Segment Start: Supplied material

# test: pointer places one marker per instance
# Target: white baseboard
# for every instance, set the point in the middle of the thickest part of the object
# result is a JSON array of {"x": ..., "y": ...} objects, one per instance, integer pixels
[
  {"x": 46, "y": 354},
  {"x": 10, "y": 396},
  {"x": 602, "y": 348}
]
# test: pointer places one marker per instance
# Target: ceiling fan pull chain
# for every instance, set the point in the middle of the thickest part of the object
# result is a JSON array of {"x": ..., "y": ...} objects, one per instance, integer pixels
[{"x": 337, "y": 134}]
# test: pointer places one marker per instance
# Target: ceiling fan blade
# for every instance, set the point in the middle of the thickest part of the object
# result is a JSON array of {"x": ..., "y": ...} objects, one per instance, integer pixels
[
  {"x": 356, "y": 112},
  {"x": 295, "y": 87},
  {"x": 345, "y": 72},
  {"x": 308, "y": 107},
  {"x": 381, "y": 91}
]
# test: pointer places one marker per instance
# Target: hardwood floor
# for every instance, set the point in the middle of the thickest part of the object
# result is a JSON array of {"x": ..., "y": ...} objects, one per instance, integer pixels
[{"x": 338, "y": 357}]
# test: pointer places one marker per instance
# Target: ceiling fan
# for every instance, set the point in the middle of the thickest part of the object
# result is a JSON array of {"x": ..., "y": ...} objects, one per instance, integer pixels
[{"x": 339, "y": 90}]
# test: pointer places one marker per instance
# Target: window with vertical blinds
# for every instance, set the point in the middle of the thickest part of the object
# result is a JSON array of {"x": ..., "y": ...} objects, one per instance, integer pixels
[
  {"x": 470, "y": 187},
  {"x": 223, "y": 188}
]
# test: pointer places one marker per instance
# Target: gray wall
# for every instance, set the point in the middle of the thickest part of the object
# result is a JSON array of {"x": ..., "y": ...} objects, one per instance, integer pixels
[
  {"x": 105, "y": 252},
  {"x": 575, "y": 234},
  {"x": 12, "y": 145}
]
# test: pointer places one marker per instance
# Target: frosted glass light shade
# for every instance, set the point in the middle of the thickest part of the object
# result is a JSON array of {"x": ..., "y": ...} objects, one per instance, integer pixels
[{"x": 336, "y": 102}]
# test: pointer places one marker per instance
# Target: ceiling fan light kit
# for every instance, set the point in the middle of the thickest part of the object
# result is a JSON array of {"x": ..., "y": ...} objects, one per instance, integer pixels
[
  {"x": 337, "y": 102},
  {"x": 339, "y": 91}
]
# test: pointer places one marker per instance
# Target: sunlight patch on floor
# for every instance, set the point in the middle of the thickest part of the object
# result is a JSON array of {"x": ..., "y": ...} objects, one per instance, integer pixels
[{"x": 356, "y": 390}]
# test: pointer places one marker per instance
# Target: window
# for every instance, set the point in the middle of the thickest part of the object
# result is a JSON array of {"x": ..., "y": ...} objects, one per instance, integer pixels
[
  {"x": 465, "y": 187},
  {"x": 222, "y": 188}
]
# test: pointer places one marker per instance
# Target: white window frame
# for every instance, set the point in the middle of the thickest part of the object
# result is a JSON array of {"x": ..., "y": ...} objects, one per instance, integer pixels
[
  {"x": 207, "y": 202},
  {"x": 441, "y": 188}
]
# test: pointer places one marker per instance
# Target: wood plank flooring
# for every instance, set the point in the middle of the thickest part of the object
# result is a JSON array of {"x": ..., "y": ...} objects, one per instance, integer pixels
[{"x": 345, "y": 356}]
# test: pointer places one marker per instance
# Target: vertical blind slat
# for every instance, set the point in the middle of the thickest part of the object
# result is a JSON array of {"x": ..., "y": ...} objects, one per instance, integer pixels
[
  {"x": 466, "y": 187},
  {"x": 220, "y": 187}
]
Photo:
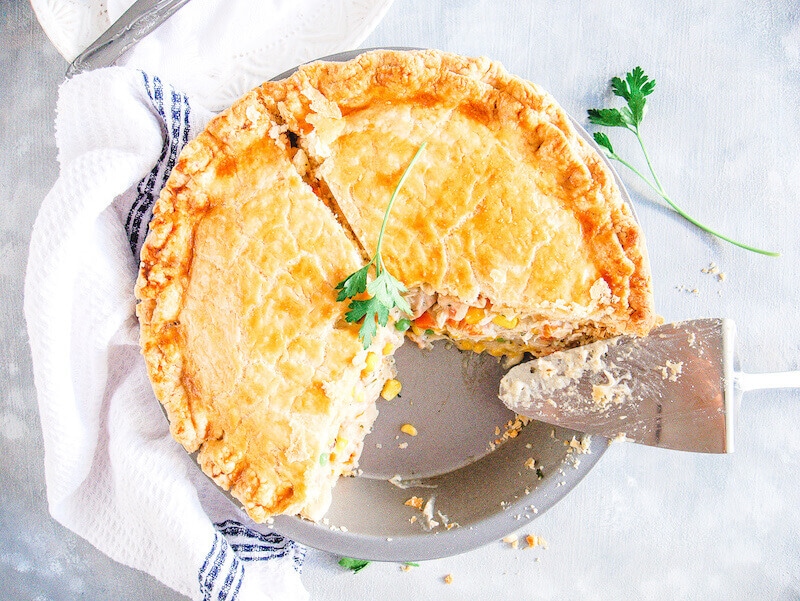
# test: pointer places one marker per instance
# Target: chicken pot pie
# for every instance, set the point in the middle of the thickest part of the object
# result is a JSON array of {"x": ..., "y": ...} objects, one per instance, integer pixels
[{"x": 509, "y": 233}]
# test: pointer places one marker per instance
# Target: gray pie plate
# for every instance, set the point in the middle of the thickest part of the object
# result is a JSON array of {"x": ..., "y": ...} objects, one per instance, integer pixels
[{"x": 476, "y": 489}]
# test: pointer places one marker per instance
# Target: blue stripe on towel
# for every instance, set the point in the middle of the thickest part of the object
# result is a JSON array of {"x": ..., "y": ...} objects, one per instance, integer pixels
[
  {"x": 234, "y": 545},
  {"x": 176, "y": 131},
  {"x": 251, "y": 545}
]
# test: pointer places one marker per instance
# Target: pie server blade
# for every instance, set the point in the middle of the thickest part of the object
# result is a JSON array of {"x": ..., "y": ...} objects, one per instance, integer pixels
[{"x": 677, "y": 388}]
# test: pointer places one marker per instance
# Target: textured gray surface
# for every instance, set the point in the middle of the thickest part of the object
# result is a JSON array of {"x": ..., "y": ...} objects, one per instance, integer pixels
[
  {"x": 39, "y": 559},
  {"x": 724, "y": 132}
]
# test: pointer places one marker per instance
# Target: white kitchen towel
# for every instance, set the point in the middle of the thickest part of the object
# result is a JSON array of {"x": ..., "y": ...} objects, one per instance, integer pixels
[
  {"x": 114, "y": 475},
  {"x": 216, "y": 50}
]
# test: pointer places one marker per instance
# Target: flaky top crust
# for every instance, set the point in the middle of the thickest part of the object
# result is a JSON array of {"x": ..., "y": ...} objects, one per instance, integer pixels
[
  {"x": 507, "y": 202},
  {"x": 245, "y": 344},
  {"x": 282, "y": 197}
]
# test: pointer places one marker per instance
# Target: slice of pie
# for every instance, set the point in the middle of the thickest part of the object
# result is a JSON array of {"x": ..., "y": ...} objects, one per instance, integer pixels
[{"x": 509, "y": 233}]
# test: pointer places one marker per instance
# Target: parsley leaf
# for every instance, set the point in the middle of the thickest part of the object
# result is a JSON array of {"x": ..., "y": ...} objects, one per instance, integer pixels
[
  {"x": 634, "y": 90},
  {"x": 384, "y": 292},
  {"x": 608, "y": 118},
  {"x": 356, "y": 565}
]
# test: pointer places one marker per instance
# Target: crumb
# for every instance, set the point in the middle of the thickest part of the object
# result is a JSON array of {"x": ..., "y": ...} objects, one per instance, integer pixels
[
  {"x": 683, "y": 288},
  {"x": 535, "y": 541},
  {"x": 512, "y": 429},
  {"x": 408, "y": 429},
  {"x": 671, "y": 370},
  {"x": 415, "y": 502}
]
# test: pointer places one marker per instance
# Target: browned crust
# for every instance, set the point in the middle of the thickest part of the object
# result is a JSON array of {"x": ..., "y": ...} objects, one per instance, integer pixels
[
  {"x": 495, "y": 97},
  {"x": 479, "y": 87}
]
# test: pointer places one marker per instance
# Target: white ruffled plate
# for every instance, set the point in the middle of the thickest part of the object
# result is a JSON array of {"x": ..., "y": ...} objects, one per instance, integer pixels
[{"x": 217, "y": 50}]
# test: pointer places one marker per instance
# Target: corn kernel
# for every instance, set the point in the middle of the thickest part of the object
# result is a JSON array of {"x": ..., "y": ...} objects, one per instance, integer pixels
[
  {"x": 474, "y": 315},
  {"x": 391, "y": 389},
  {"x": 371, "y": 362},
  {"x": 505, "y": 322},
  {"x": 408, "y": 429}
]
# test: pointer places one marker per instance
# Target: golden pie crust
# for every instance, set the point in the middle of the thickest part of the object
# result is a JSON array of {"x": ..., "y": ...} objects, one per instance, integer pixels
[{"x": 508, "y": 211}]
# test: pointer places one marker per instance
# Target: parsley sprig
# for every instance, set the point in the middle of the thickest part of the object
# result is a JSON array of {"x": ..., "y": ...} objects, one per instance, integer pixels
[
  {"x": 635, "y": 89},
  {"x": 356, "y": 565},
  {"x": 384, "y": 292}
]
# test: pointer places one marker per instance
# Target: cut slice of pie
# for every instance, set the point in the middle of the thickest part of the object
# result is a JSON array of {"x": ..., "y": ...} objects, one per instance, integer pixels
[{"x": 509, "y": 233}]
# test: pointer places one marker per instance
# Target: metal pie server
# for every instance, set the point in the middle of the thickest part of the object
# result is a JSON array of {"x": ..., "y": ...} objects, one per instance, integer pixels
[
  {"x": 139, "y": 20},
  {"x": 677, "y": 388}
]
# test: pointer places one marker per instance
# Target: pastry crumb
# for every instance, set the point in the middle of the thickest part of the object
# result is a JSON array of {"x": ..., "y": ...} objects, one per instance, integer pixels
[
  {"x": 415, "y": 502},
  {"x": 535, "y": 541},
  {"x": 408, "y": 429}
]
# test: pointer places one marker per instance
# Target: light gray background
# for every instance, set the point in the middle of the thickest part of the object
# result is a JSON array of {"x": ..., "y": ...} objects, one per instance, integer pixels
[{"x": 724, "y": 133}]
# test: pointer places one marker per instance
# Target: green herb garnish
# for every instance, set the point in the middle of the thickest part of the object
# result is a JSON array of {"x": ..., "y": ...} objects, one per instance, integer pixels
[
  {"x": 385, "y": 292},
  {"x": 356, "y": 565},
  {"x": 635, "y": 89}
]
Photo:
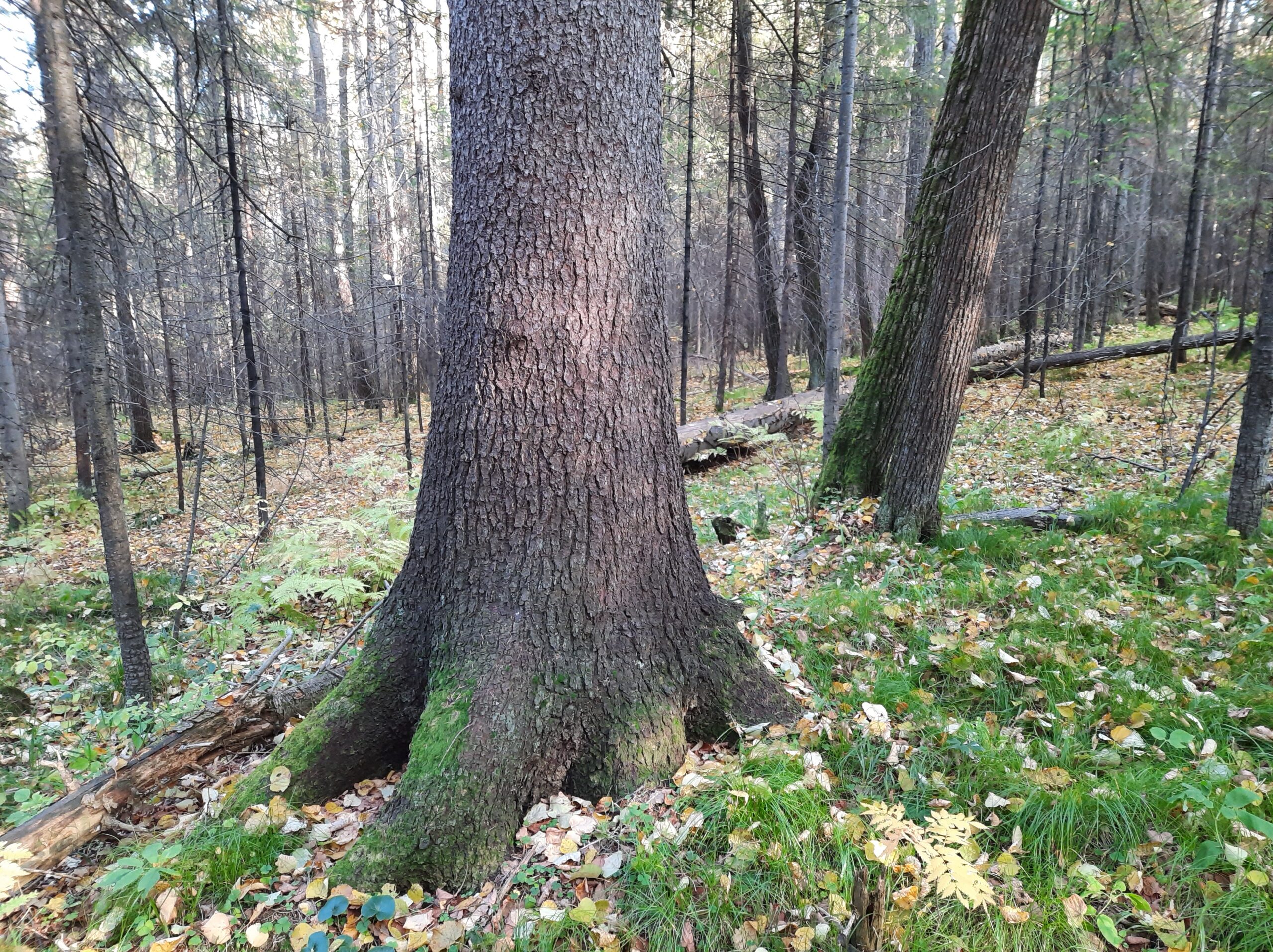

Segment End: Supplied material

Exercise goal: State the number of lines above that include "server", and nothing further.

Response: 2